THE EXERCISE:
Reproduce the film-ratings blog post below word for word, in full.
### EXTRACT
04w09:1 Jesus Harry Potter Christ

by timothy. 0 Comments


Boobs, blood and Bible-bashing | John Patterson
“Here we go again with the same old hypocrisy. Bernardo Bertolucci’s The Dreamers, which features a fair acreage of flesh, and whose politics are avowedly of the 1960s left, gets slapped with an NC-17 rating by the Motion Picture Association of America’s ratings board, thus guaranteeing a drastic narrowing of its audience and a lowering of its profitability. Meanwhile, Mel Gibson’s The Passion of the Christ, a medievally reactionary Bible-basher drenched in the literal blood of the mythical Lamb, featuring extensive, non-sex-related applications of scourge and lash, close-ups of nails being hammered through flesh, and a bloody spearing or two, gets pushed out to 3,000 screens nationwide under the more inclusive R-rating, which means newspapers will carry its ads, and children will be allowed to see it. ”
######
### RECORDS PROVIDED
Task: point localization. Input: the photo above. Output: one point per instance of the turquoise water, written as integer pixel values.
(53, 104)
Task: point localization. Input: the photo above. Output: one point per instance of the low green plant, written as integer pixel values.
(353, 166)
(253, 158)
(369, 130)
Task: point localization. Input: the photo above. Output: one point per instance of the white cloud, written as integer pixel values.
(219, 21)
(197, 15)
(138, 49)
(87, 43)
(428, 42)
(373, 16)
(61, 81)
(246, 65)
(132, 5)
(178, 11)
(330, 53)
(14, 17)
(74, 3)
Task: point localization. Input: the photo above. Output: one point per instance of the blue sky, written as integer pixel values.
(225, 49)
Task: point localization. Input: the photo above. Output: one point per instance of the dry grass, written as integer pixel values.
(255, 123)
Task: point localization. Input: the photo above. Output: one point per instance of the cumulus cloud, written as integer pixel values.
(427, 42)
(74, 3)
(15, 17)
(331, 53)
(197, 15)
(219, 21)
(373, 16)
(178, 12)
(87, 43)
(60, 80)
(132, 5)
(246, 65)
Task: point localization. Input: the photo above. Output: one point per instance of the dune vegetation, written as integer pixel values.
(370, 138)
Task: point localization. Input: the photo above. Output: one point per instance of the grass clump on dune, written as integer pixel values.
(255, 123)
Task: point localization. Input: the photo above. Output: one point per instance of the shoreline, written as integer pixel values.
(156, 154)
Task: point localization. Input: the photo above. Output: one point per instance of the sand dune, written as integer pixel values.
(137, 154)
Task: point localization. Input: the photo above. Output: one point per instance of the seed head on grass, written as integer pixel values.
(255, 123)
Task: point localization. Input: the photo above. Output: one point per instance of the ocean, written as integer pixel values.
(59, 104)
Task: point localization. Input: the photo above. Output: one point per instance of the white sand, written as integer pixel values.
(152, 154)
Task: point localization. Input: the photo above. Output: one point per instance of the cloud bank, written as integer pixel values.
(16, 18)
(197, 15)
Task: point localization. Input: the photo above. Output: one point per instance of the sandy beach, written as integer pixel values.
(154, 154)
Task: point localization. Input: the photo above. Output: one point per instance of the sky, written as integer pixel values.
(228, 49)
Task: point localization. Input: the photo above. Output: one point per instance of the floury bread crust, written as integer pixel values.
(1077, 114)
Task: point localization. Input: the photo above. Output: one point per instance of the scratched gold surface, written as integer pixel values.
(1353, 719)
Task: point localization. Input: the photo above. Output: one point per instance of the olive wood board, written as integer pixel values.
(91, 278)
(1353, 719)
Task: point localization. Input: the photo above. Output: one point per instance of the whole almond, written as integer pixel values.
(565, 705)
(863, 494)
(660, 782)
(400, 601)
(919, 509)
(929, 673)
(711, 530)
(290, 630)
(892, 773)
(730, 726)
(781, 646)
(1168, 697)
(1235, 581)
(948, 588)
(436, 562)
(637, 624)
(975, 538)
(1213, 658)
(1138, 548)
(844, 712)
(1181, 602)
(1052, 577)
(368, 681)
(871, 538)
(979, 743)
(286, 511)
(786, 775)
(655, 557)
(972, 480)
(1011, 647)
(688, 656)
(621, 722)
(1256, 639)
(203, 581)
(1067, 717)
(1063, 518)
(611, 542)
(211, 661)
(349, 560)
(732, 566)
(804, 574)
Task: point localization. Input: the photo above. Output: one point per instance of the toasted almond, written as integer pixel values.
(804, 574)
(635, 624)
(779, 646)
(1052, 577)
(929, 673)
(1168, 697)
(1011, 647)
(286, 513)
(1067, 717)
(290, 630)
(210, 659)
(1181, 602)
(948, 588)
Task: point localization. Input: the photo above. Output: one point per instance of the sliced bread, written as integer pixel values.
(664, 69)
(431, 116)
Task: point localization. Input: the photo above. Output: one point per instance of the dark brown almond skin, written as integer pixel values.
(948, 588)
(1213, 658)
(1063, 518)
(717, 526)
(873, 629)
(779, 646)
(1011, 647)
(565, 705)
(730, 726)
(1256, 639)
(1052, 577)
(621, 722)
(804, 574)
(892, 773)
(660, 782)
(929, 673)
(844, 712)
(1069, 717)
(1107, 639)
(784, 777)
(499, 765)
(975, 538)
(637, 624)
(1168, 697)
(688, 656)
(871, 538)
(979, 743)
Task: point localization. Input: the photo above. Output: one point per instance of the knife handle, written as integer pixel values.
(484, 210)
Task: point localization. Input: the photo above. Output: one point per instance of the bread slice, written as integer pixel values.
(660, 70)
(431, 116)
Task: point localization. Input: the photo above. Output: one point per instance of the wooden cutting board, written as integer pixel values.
######
RESPONSE TO THE TASK:
04w09:1 Jesus Harry Potter Christ

by timothy. 0 Comments


Boobs, blood and Bible-bashing | John Patterson
“Here we go again with the same old hypocrisy. Bernardo Bertolucci’s The Dreamers, which features a fair acreage of flesh, and whose politics are avowedly of the 1960s left, gets slapped with an NC-17 rating by the Motion Picture Association of America’s ratings board, thus guaranteeing a drastic narrowing of its audience and a lowering of its profitability. Meanwhile, Mel Gibson’s The Passion of the Christ, a medievally reactionary Bible-basher drenched in the literal blood of the mythical Lamb, featuring extensive, non-sex-related applications of scourge and lash, close-ups of nails being hammered through flesh, and a bloody spearing or two, gets pushed out to 3,000 screens nationwide under the more inclusive R-rating, which means newspapers will carry its ads, and children will be allowed to see it. ”